§ **Records for this exercise**:
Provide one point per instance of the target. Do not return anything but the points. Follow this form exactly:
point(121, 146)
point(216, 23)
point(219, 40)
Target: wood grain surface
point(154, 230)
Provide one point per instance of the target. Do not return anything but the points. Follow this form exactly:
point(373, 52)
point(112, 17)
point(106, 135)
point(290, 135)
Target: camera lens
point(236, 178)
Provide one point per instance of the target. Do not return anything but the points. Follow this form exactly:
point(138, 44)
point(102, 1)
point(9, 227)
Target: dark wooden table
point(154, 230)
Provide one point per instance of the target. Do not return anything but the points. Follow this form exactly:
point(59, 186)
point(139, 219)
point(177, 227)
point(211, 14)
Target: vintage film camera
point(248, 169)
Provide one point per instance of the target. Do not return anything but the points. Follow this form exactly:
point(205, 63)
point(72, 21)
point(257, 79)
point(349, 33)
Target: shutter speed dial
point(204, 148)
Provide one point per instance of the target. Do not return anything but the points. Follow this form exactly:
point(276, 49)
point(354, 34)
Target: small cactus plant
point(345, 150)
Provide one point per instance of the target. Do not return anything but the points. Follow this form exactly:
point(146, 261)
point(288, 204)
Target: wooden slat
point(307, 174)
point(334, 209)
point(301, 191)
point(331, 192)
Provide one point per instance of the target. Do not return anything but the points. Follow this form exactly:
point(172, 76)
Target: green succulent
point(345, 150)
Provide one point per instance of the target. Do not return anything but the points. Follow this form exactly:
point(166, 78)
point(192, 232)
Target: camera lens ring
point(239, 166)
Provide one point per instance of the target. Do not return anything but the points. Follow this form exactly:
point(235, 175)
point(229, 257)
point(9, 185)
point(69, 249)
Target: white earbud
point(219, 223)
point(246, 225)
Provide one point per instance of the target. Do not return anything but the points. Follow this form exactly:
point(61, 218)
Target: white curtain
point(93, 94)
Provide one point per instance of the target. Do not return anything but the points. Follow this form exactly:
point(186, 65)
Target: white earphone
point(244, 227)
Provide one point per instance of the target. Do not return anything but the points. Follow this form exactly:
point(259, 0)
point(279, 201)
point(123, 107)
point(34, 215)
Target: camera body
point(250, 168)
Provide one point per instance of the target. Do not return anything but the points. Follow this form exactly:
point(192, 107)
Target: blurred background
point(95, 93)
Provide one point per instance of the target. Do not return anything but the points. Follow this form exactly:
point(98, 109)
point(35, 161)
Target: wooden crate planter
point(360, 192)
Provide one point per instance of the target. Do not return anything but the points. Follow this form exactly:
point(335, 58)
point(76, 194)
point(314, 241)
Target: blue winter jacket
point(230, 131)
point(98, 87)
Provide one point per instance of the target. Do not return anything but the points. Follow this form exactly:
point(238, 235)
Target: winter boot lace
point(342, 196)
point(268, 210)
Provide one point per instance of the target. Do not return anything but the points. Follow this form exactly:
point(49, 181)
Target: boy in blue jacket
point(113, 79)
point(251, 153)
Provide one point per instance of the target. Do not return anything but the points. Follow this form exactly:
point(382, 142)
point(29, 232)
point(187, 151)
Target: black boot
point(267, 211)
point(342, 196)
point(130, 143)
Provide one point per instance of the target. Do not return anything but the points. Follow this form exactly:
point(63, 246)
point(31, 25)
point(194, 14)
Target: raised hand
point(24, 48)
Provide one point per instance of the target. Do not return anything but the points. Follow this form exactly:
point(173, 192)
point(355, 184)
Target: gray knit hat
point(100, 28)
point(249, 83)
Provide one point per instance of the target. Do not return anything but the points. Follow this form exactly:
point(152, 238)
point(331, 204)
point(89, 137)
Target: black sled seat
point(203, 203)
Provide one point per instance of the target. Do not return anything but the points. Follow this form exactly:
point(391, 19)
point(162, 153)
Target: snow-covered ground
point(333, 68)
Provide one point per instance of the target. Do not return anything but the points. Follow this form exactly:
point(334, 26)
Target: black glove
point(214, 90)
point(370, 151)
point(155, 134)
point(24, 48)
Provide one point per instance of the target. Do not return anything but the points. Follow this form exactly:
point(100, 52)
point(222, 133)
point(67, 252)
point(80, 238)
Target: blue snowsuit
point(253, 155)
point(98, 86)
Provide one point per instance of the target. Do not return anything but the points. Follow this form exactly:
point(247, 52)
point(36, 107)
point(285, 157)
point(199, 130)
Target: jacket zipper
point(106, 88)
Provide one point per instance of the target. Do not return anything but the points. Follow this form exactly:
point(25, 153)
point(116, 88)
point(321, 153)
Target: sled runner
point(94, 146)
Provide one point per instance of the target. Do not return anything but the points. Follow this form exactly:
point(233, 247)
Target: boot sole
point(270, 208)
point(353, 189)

§ **Work required**: From the first line to the last, return the records unchanged.

§ **Finished exercise**:
Provide one point per instance of the target. Do not return anything but the points. Follow this form exactly:
point(121, 146)
point(216, 23)
point(219, 40)
Target: wood grain surface
point(154, 230)
Provide one point per instance of the target. Do not return anything but the points. Follow this form exactly:
point(373, 52)
point(112, 17)
point(106, 135)
point(290, 135)
Target: camera lens
point(236, 178)
Provide one point per instance of the target. Do not return anything but the points. Follow this form exactly:
point(138, 44)
point(102, 1)
point(9, 227)
Target: dark wooden table
point(154, 230)
Provide one point per instance of the target. Do not return anything but the points. Follow this form exactly:
point(59, 186)
point(139, 219)
point(177, 227)
point(211, 14)
Target: vintage film camera
point(248, 169)
Provide one point per instance of the target. Do not return anything but the points. Follow this form exactly:
point(205, 63)
point(72, 21)
point(257, 79)
point(349, 33)
Target: shutter speed dial
point(204, 148)
Provide one point per instance of the target. Do not return anything but the points. Follow this form exactly:
point(276, 49)
point(354, 34)
Target: small cactus plant
point(345, 150)
Provide one point per instance of the target. Do not return anything but the points. Follow this form exactly:
point(146, 261)
point(288, 204)
Target: wooden slat
point(307, 174)
point(334, 209)
point(301, 191)
point(331, 192)
Provide one point per instance of the target. Do not return anything but the points. Follow this form exactly:
point(172, 76)
Target: green succulent
point(345, 150)
Provide one point per instance of the target. Do not return anything but the points. Follow this form exactly:
point(166, 78)
point(192, 232)
Target: camera lens ring
point(239, 166)
Provide one point per instance of the target. Do not return anything but the points. Follow this form exactly:
point(235, 175)
point(229, 257)
point(9, 185)
point(69, 249)
Target: white earbud
point(219, 223)
point(246, 225)
Provide one point per instance of the target. Do not return anything but the points. Follow this form exactly:
point(61, 218)
Target: white curtain
point(93, 94)
Provide one point per instance of the target. Do not return anything but the points. Follow this form exactly:
point(186, 65)
Target: white earphone
point(244, 227)
Provide one point per instance of the target. Do not return anything but the points. Follow this form exactly:
point(259, 0)
point(279, 201)
point(123, 107)
point(34, 215)
Target: camera body
point(250, 168)
Provide one point per instance of the target. Do not return anything but the points. Follow this form exactly:
point(192, 107)
Target: blurred background
point(95, 93)
Provide one point per instance of the target. Do not return anything but the points. Follow this form exactly:
point(98, 109)
point(35, 161)
Target: wooden crate planter
point(360, 192)
Provide one point per instance of the target. Do not return anything but the points. Follow this form exactly:
point(335, 58)
point(76, 194)
point(314, 241)
Target: blue winter jacket
point(230, 131)
point(98, 87)
Provide one point per instance of the target. Do not return anything but the points. Follow this form exactly:
point(238, 235)
Target: winter boot lace
point(342, 196)
point(268, 210)
Provide one point per instance of the target. Do not return anything but the points. Follow this form exactly:
point(49, 181)
Target: boy in blue jacket
point(113, 79)
point(251, 153)
Provide one point per instance of the target. Do not return anything but the points. Follow this form exactly:
point(382, 142)
point(29, 232)
point(187, 151)
Target: black boot
point(267, 211)
point(342, 196)
point(130, 143)
Provide one point per instance of the target. Do not return anything but the points. Follow this form exactly:
point(63, 246)
point(31, 25)
point(194, 14)
Target: raised hand
point(24, 48)
Provide one point per instance of the target. Do not return anything but the points. Follow this form exactly:
point(173, 192)
point(355, 184)
Target: gray knit hat
point(100, 28)
point(249, 83)
Provide one point per instance of the target. Do not return anything but the points. Follow this form exactly:
point(152, 238)
point(331, 204)
point(89, 137)
Target: black sled seat
point(203, 203)
Provide one point per instance of the target. Do not return anything but the points. Follow this form exactly:
point(391, 19)
point(162, 153)
Target: snow-covered ground
point(333, 68)
Provide one point per instance of the target. Do not return anything but the points. Follow this form exactly:
point(334, 26)
Target: black glove
point(214, 90)
point(370, 151)
point(155, 134)
point(24, 48)
Provide one point per instance of the target. Do not return anything but the points. Follow this form exactly:
point(100, 52)
point(222, 133)
point(67, 252)
point(80, 238)
Target: blue snowsuit
point(253, 155)
point(98, 86)
Provide one point per instance of the target. Do not return anything but the points. Follow this form exactly:
point(247, 52)
point(36, 107)
point(285, 157)
point(199, 130)
Target: jacket zipper
point(106, 88)
Provide one point per instance of the target. Do not return anything but the points. Follow this form exactly:
point(25, 153)
point(116, 88)
point(321, 153)
Target: sled runner
point(94, 146)
Provide one point per instance of the target. Do not return anything but the points. Follow this form exactly:
point(233, 247)
Target: boot sole
point(270, 208)
point(353, 189)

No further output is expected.